> **Extrait**
Une remarque intéressante à faire, c’est que les libellistes réfugiés ont repris contre Louis XIV, avant, comme après, la révocation de l’édit de Nantes, les accusations et les reproches de la Fronde contre Mazarin. Pour s’en convaincre, il suffira de feuilleter l’Alcoran de Louis XIV, le Breviarium politicorum, le Véritable tableau de la France, les Maximes de Louis XIV, le Salut de la France à M. le Dauphin, etc. Qu’on me permette d’en citer un exemple, un seul; mais il n’est pas le moins curieux. Un pamphlétaire de la Fronde, Dubosc Montandré, dans le Coup d’État du Parlement des pairs, a dit: “Le pouvoir que les Francs donnèrent à Pharamond, à la naissance de leur monarchie, doit être la règle de la royauté françoise et le terme de son ambition.” Jurieu a tourné ainsi cette phrase dans les Soupirs de la France esclave: “Pharamond a établi la monarchie françoise sur ces deux lois: la première, que le peuple serait le maître de l’élection de ses rois; la seconde, que l’autorité des rois serait bornée selon la volonté du peuple.”
Ce que je viens de dire des pamphlets, indique déjà que la Fronde a changé de caractère dans ses différentes phases. J’ai besoin d’insister sur cet aperçu, pour que ma pensée soit bien comprise.
*
Au commencement, c’est-à-dire en 1649, c’était surtout une question d’impôt, dans laquelle le Parlement de Paris s’était engagé pour l’intérêt du peuple, moins que pour son intérêt propre. L’auteur anonyme du Raisonnement sur les affaires présentes a dit : “Une question de finances et de tyrannie fiscale.” Celui du Bandeau levé de dessus les yeux des Parisiens appelle le blocus de Paris, la guerre du droit annuel.
[p.XVI] La France venait de conclure les glorieux traités de Westphalie; mais elle entretenait encore contre l’Espagne, qui avait refusé la paix, trois armées, en Flandre, en Italie et en Catalogne. La guerre lui était fort onéreuse; car elle payait en outre tous ses alliés; et Mazarin voulait qu’on fût avec eux d’une parfaite exactitude. Les finances étaient mal administrées. On ne savait vivre alors que d’expédients. Le meilleur surintendant était celui qui avait le plus de crédit auprès des prêteurs d’argent, et qui savait le mieux trouver ce que nous appelons aujourd’hui la matière imposable. Comme il n’y avait pas d’imagination si active et si féconde qu’elle pût suivre le mouvement toujours plus rapide des besoins du Trésor, il s’était formé, autour du conseil des finances, une classe d’exploiteurs que nous ne connaissons plus, celle des donneurs d’avis.

> **Données fournies**
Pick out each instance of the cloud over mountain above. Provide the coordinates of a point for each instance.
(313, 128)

---

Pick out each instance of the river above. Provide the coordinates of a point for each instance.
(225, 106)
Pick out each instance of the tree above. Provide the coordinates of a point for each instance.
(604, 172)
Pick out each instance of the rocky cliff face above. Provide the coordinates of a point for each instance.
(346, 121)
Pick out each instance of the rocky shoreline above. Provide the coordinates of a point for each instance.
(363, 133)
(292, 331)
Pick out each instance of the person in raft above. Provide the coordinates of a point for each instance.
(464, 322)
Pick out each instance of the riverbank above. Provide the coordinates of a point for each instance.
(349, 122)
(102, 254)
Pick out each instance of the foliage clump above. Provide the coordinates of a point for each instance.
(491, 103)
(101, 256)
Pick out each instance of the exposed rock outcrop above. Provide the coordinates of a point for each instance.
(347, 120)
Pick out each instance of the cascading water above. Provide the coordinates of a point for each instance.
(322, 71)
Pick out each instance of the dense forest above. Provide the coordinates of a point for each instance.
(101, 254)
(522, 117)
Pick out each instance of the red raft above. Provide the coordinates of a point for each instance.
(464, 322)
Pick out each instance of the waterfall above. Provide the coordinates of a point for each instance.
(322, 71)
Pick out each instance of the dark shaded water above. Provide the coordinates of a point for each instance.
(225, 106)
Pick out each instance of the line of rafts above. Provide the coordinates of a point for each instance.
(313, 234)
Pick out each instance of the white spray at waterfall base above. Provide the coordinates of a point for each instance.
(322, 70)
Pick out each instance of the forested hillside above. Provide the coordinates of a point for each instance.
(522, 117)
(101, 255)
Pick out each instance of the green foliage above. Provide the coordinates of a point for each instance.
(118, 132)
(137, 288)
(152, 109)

--

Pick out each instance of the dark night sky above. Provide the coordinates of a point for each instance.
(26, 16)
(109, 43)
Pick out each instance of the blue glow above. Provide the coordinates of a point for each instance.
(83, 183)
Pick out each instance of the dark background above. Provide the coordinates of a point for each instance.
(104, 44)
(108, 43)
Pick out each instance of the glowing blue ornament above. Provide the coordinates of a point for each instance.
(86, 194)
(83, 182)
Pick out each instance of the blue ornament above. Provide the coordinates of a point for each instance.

> **Consigne A**
Dans l'extrait, quel nom l'auteur du Bandeau levé de dessus les yeux des Parisiens donne-t-il au blocus de Paris ?
> **Consigne B**
Reproduisez le passage de l'extrait compris entre « Ce que je viens » et « du droit annuel. », bornes incluses.

> **Réponse complète A**
La guerre du droit annuel.

> **Réponse complète B**
Ce que je viens de dire des pamphlets, indique déjà que la Fronde a changé de caractère dans ses différentes phases. J’ai besoin d’insister sur cet aperçu, pour que ma pensée soit bien comprise.
*
Au commencement, c’est-à-dire en 1649, c’était surtout une question d’impôt, dans laquelle le Parlement de Paris s’était engagé pour l’intérêt du peuple, moins que pour son intérêt propre. L’auteur anonyme du Raisonnement sur les affaires présentes a dit : “Une question de finances et de tyrannie fiscale.” Celui du Bandeau levé de dessus les yeux des Parisiens appelle le blocus de Paris, la guerre du droit annuel.